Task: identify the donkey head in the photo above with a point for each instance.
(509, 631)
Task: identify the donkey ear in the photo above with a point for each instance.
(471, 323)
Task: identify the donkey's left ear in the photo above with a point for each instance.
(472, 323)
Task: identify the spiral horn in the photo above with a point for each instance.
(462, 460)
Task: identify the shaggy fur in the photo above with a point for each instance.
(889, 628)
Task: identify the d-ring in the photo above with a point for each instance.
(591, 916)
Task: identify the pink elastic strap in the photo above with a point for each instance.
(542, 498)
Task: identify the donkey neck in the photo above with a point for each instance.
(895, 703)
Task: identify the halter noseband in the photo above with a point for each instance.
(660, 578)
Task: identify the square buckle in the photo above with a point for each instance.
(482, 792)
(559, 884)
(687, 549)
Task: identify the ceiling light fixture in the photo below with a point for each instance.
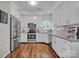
(33, 2)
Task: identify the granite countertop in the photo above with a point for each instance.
(57, 35)
(60, 36)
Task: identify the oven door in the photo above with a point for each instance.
(31, 36)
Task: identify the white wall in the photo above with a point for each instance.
(5, 31)
(14, 9)
(67, 13)
(29, 18)
(10, 8)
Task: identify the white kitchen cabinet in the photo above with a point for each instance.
(61, 14)
(73, 12)
(42, 38)
(62, 47)
(24, 37)
(64, 17)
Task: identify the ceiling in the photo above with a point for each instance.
(43, 7)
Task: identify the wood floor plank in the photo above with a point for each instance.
(34, 50)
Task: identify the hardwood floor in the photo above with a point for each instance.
(33, 50)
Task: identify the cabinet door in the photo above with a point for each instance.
(42, 38)
(74, 12)
(66, 48)
(64, 13)
(23, 37)
(37, 37)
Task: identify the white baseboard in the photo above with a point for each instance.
(5, 55)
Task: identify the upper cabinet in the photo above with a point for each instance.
(73, 12)
(66, 13)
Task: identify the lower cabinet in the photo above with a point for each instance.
(62, 47)
(42, 38)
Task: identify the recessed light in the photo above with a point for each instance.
(33, 2)
(38, 9)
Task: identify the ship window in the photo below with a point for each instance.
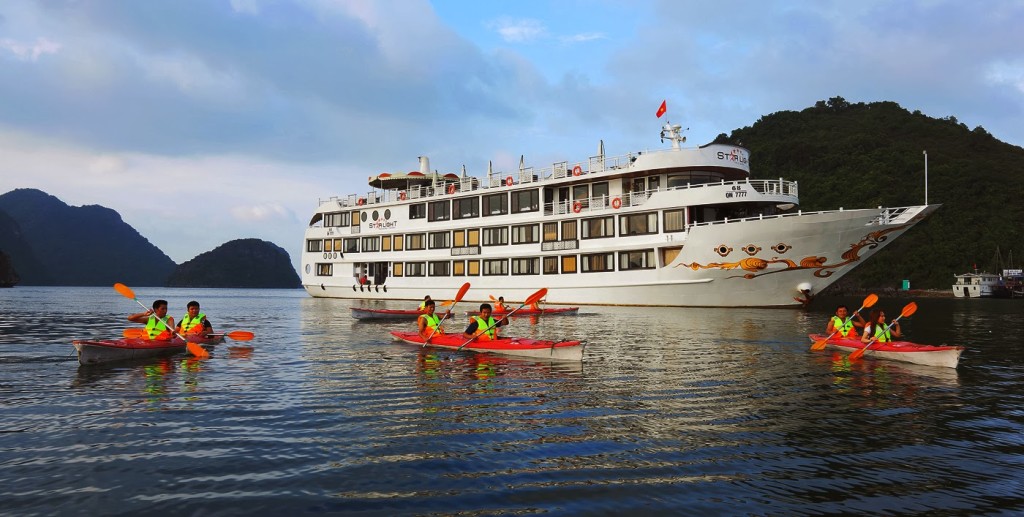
(568, 230)
(416, 242)
(497, 235)
(439, 210)
(465, 208)
(418, 211)
(440, 268)
(597, 262)
(638, 224)
(675, 220)
(496, 267)
(598, 227)
(496, 204)
(439, 240)
(643, 259)
(371, 244)
(550, 231)
(415, 269)
(525, 201)
(526, 266)
(568, 264)
(526, 233)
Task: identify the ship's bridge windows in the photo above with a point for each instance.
(496, 267)
(595, 262)
(528, 265)
(639, 259)
(675, 220)
(439, 210)
(439, 240)
(598, 227)
(496, 204)
(496, 235)
(371, 244)
(418, 211)
(525, 233)
(465, 208)
(638, 224)
(439, 268)
(416, 242)
(526, 201)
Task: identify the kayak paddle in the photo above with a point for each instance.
(458, 298)
(193, 348)
(868, 302)
(910, 308)
(532, 298)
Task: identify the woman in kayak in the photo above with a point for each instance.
(876, 328)
(482, 327)
(843, 326)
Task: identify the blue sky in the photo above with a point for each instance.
(204, 121)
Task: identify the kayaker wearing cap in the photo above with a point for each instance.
(482, 327)
(195, 321)
(155, 321)
(876, 328)
(428, 320)
(843, 326)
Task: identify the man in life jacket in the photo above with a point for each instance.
(482, 327)
(428, 321)
(158, 324)
(842, 326)
(194, 321)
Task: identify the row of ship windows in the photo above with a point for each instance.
(596, 227)
(595, 262)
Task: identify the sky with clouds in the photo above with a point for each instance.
(205, 121)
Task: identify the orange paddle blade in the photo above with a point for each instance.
(124, 290)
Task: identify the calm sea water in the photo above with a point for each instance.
(681, 411)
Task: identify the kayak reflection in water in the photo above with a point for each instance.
(482, 327)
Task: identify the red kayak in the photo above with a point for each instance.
(905, 351)
(526, 311)
(95, 352)
(559, 350)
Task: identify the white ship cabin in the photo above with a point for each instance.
(615, 213)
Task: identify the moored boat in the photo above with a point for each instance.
(556, 350)
(97, 352)
(905, 351)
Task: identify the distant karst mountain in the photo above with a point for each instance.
(241, 263)
(80, 246)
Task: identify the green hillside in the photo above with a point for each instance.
(868, 155)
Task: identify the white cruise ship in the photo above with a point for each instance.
(679, 226)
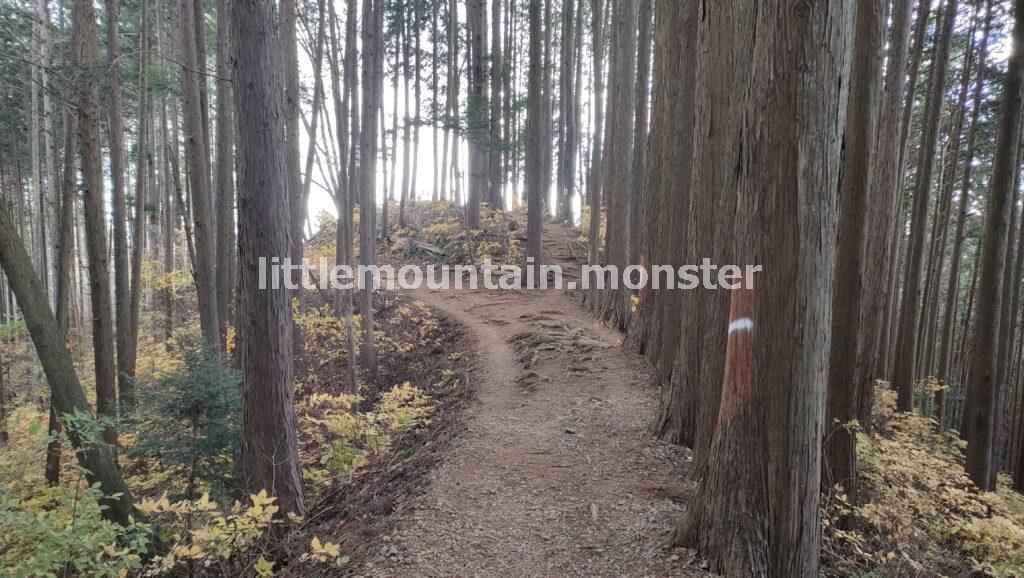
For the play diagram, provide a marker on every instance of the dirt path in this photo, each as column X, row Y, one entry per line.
column 556, row 473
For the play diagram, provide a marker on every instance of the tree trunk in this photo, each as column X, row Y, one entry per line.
column 637, row 204
column 496, row 193
column 535, row 142
column 594, row 182
column 906, row 338
column 269, row 447
column 669, row 176
column 225, row 173
column 981, row 386
column 66, row 390
column 840, row 457
column 756, row 511
column 615, row 302
column 95, row 222
column 566, row 106
column 199, row 178
column 373, row 77
column 476, row 110
column 946, row 335
column 119, row 213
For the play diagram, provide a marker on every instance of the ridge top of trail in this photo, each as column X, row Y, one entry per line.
column 556, row 472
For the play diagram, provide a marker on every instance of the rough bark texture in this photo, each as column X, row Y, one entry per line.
column 269, row 447
column 756, row 511
column 496, row 193
column 719, row 100
column 673, row 137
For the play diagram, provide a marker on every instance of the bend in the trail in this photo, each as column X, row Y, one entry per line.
column 557, row 472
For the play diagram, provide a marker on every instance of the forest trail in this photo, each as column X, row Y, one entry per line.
column 556, row 472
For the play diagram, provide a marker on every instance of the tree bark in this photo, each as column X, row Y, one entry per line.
column 269, row 445
column 615, row 302
column 670, row 174
column 946, row 333
column 981, row 386
column 373, row 77
column 199, row 177
column 119, row 213
column 906, row 337
column 756, row 511
column 66, row 390
column 225, row 173
column 95, row 222
column 840, row 457
column 476, row 110
column 535, row 141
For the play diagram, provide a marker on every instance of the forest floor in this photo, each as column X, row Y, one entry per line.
column 556, row 471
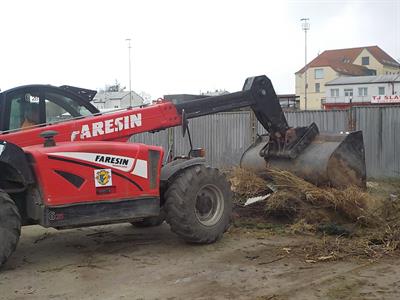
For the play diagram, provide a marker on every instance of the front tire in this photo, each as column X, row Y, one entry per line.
column 199, row 204
column 10, row 227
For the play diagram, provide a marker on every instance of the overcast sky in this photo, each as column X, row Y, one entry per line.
column 181, row 46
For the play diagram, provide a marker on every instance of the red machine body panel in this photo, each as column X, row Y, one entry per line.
column 116, row 126
column 85, row 172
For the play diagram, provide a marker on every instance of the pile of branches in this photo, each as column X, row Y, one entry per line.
column 375, row 226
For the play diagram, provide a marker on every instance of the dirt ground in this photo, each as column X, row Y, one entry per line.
column 122, row 262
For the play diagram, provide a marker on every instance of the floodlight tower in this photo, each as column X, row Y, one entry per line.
column 130, row 75
column 305, row 25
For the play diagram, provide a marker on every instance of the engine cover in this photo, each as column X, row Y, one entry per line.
column 92, row 172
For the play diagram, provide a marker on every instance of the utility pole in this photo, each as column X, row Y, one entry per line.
column 305, row 26
column 130, row 72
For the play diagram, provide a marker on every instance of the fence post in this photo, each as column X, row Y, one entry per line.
column 253, row 126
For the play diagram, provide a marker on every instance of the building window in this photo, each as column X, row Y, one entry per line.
column 365, row 60
column 317, row 88
column 362, row 92
column 334, row 92
column 348, row 92
column 319, row 73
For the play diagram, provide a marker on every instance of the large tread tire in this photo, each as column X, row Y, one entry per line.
column 151, row 221
column 10, row 227
column 188, row 201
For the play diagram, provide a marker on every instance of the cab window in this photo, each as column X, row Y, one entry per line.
column 59, row 108
column 24, row 110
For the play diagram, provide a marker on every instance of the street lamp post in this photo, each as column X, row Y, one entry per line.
column 305, row 26
column 130, row 72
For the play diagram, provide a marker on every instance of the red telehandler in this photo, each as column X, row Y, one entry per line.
column 74, row 168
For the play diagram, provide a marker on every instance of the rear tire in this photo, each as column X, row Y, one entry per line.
column 10, row 227
column 151, row 221
column 199, row 204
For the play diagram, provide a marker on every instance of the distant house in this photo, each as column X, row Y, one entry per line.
column 330, row 64
column 115, row 100
column 344, row 92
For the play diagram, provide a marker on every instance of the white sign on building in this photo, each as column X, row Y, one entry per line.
column 385, row 99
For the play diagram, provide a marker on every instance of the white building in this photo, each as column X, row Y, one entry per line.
column 115, row 100
column 344, row 92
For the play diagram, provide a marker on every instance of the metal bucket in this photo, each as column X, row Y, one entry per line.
column 335, row 160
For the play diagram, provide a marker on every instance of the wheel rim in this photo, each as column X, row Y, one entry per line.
column 209, row 205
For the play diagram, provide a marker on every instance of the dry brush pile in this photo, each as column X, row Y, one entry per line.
column 364, row 225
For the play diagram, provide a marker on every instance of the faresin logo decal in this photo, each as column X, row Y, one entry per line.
column 108, row 126
column 122, row 163
column 103, row 177
column 112, row 160
column 134, row 166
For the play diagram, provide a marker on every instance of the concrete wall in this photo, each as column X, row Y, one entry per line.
column 226, row 135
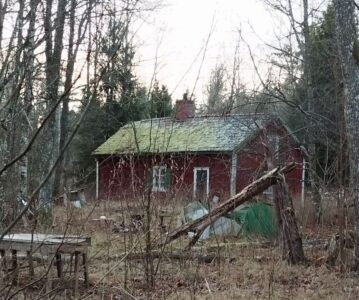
--------
• Task brief: Copy the lines from the listing exactly, beginning with the line that contains "Task: identify the man" and ending after the line that contains "column 556, row 473". Leave out the pictures.

• Response to this exercise:
Task: identify the man in life jacket in the photo above with a point for each instance.
(482, 327)
(428, 321)
(158, 324)
(842, 326)
(194, 321)
Task: identify the row of ship windows in the photo above with a point for each instance.
(596, 227)
(595, 262)
Task: identify the sky with clouds in the photo above with a point for each instance.
(205, 121)
Task: identify the orange paddle blade in the photo above with a point for each instance.
(124, 290)
Task: identify the calm sea water in the photo above with a point for each instance.
(681, 411)
Task: identify the kayak reflection in water in the photo above with a point for each instance.
(482, 327)
Task: identify the red kayak in the photo above with a point for each instance.
(905, 351)
(526, 311)
(95, 352)
(559, 350)
Task: identify the white ship cabin in the photo above with a point for each instance.
(615, 213)
Task: identify the moored boat in the photo above with a point for each instance.
(556, 350)
(97, 352)
(905, 351)
Task: identify the distant karst mountain in the photo above with a point for each instance.
(241, 263)
(80, 246)
Task: identify the green hillside in the photo above with a point for each instance.
(868, 155)
Task: identify the white cruise ship in the photo above with a point for each instance.
(679, 226)
For the play diagram, provide a marker on every instance of the dirt path in this photo, each as column X, row Y, one entry per line.
column 556, row 473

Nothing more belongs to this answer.